→ INPUT:

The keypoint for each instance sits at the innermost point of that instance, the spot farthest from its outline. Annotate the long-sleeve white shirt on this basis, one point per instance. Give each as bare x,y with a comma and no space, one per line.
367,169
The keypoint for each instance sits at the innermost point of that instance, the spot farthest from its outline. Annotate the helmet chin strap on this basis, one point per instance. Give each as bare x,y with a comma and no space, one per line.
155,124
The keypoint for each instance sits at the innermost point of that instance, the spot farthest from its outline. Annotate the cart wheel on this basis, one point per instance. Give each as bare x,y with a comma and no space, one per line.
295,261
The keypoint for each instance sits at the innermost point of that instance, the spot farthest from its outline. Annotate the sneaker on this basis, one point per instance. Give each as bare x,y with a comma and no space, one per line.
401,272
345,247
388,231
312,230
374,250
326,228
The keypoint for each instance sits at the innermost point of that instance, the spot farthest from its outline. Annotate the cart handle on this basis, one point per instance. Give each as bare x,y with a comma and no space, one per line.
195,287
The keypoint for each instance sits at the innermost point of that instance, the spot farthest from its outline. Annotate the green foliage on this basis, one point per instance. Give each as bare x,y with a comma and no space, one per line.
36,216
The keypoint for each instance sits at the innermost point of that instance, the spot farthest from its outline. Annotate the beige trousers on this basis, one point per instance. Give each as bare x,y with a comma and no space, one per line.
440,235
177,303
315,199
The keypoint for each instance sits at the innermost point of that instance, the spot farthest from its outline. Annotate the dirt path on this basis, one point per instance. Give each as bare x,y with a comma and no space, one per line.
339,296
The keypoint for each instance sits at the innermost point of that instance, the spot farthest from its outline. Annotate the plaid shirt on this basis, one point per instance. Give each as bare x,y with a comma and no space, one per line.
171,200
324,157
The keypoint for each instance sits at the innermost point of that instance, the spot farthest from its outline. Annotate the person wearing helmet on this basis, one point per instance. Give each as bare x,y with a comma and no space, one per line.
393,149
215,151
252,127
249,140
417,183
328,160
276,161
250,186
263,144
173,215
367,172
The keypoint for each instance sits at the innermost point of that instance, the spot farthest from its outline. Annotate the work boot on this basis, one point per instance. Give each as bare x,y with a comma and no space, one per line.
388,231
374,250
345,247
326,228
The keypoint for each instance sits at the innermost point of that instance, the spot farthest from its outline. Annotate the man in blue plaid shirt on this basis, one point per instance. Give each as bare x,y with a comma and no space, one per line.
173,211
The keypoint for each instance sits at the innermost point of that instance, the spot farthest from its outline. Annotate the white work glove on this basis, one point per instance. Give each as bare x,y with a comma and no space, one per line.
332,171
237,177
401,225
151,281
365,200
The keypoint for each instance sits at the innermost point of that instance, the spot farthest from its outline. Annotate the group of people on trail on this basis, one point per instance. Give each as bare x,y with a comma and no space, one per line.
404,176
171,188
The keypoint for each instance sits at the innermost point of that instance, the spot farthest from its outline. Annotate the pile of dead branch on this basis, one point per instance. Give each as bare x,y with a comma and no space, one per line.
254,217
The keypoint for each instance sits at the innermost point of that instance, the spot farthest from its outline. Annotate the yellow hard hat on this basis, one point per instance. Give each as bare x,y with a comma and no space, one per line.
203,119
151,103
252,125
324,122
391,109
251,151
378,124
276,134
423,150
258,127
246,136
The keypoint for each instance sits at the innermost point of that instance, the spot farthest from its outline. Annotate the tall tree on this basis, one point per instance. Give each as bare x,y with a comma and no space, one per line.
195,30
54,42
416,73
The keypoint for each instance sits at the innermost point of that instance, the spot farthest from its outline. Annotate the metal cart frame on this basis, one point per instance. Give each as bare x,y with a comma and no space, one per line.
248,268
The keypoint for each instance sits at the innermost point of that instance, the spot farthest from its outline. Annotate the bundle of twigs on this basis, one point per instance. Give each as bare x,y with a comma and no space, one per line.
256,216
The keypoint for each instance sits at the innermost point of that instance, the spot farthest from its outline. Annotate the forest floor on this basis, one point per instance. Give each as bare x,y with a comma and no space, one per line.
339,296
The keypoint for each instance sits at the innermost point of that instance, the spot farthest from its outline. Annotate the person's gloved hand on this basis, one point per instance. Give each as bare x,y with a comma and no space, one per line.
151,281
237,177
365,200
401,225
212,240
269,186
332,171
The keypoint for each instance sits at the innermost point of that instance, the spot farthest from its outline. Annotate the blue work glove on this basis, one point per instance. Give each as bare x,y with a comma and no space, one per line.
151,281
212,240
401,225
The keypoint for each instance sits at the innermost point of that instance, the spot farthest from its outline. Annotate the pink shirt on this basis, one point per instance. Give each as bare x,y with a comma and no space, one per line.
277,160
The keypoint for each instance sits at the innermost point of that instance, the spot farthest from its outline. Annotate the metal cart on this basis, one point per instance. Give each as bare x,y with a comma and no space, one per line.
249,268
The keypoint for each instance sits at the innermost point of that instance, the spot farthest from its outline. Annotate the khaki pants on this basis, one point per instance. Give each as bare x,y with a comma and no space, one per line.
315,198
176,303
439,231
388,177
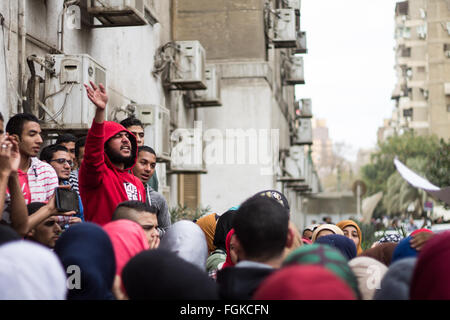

→ WHAT THIS TASK INVOLVES:
When you repeat the data, keep it exact and drop every picture.

→ EXERCISE OUTPUT:
The keypoint for each instance sits at the innermost point of that instance, the spot farthest from its outline. Annotate the long-sleeve white shirt on this basis, one point per instance. Give each as bare x,y with a comma and no space, one per line.
367,169
The keypoint for each instance sits at the innermost point of that instance, the spot farthest from its outline. Annotate the helmet chin strap on this basis, one point per instance. Give each as bare x,y with a comma and no space, one per line.
155,124
The keypoint for each instance sits at the innermost point of that instance, the spot farthest from its outline. Annotate the cart wheel on this basis, one point per instance. Give each as bare x,y with a comma and no space, one per line.
295,261
The keypoint for each instance sits at the innermost point of that instance, the spot farthest from its outline. Annotate the sneaker on this basis, one point per instance. Give each as bare x,y with a comma and no space, one per line.
401,272
345,247
388,231
312,230
374,250
326,228
The keypoint for each instance sits at the innermost point of that instance, the spot farthest from its outline. Annotate the cart handle on this basis, one point per instance. Give each as bare x,y with a comma and no space, one per line.
195,287
The keypoint for each instance sits at the innermost point of that instance, the spot farthest from its outline. Annotate the green foliage on this basis, one point per instance. Give each as bare x,y with a comma and no space, one per line.
36,216
The keypoint for each instance sits at the innermost point of that instance, the spot farthest from its outline. Annotate the beige trousers on this basis, one point per instance. Give each as bare x,y with a comma and no space, one per line.
440,235
177,303
315,199
The keypoint for each instance sits at the innermost point of that instance, the spot farthest from its outline. Annotate the dirt path on this basis, one point per instance. Give each as bare x,y with a comma and no space, one per line.
339,296
The keypoint for each instance sits at the innermost point of that instance, the spot farthest from its outline. Annotate the plaid shirt on this basis, one point per instance. Give each as bare x,y with a comma and no space, one per line.
171,200
324,157
The keypoint for each instance sits at the innermost point of that instance, the spot farthest from its outline. Annotate the person wearing helmet on this basis, one point per instance. Give each as bare x,y with a comma and no space, one per line.
393,149
215,151
252,127
249,140
417,183
328,160
276,161
250,186
263,144
173,215
367,172
The keypoint for each instance sits at the innermost point of that instance, the spot farthest from its outline. Annotate the work boot on this basis, one point per instance. Give each as bare x,y with a comma and no space, one per line.
388,231
374,250
345,247
326,228
The keypoint for each instance sits at the innermost point of that instance, the spot farthest from its outline. Annotate the man in blue plaid shirt on this basis, one point per instance. Give each as bare x,y with a comma and no space, one per line.
173,211
The keypoint for each instance sits at the innermost point of that instance, the spot farthest from its outline. Annotate the white work glove on this basis, one point per instance. Give each as bare x,y with a comma and no space, one per line.
332,171
237,177
401,225
151,281
365,200
The keypoint for each instance sits at the innermost point of that instance, the spot farthest from its outline. Annotate the group of people on trail on this basis, one point per instance. Give each as bare x,y with a comma and no space, one per line.
404,176
171,188
The keypoint for each instance sits at the innermost point of that instance, the spot farthest from its outline. Annotate the pile of dead branch on this basis, one point per instance. Give each as bare x,y with a comma and no space, one per line.
254,217
The keypoint for each instance sits at the innermost point of that instance, the spot farthest from its outline. Annotate the yellow hard hat on this basis, one point per instance. Give each as bare x,y with a comma and no space, one per line.
203,119
151,103
252,125
324,122
391,109
251,151
378,124
276,134
423,150
258,127
246,136
The keypoint for each instance sits at the innermost point of that instance, the spot farthest from its outline. Annotate the tall tree on this basis, one point per instance. Give each as bare x,y with a comma and no space, one per line.
195,30
54,42
416,73
The keypoint for each instance sits at the innermost point of that instance, the spot farthest from its outline. Annotate the metal cart frame on this basis, one point per instance. Give each as bare x,y with a comma and no space, one per line.
248,268
The keypoint for each instance sits at the innermost point of that instance, the spot farthest from its outline. Annotate the bundle of twigs on this basis, one point per instance. Give each as bare x,y with a comma and no space, one per line.
256,216
The keypoint for each instance sits at the innermost point of that instance, the spot farthest from its outline. Annotate the forest floor on this basis, one point per instance. Give each as bare x,y with a comma and no space, one per line.
339,296
The keypoint for each instance sits at the innermost point of that instance, the spot farthest from its outline. Annotate the person's gloved hand on this basis, one point per instance. Give each as bare x,y with a comma and no space, one per line.
151,281
237,177
365,200
401,225
212,240
269,186
332,171
The keypoint for each instance sits at the innermost point of that instance, the spot farthest from its outline. Annotate the blue work glove on this basis, one point per instance. Give each as bare x,y with a comma and no space, one per line.
151,281
212,240
401,225
The keypoint for each instance sits at the innermost point of that instance, the spot farthest from its outline. Annotate the pink shirt on this basis, one point per instance. Give each as bare x,y with a comma and no space, one per line.
277,160
The keypoint for each instance sits at the innermost point of that instance, the spot farthest from its outline. Annotate the metal cart on this basis, one point per instance. Give each as bare x,y with a comma and no space, one per line.
249,268
The keypoint for each instance sits at the innermost point of that instance, the spot farthest from its outline. Annotate the khaki pants on this basis, one point per instance. Give each as bare x,y with a comma and no space, one per line.
315,198
176,303
439,231
388,177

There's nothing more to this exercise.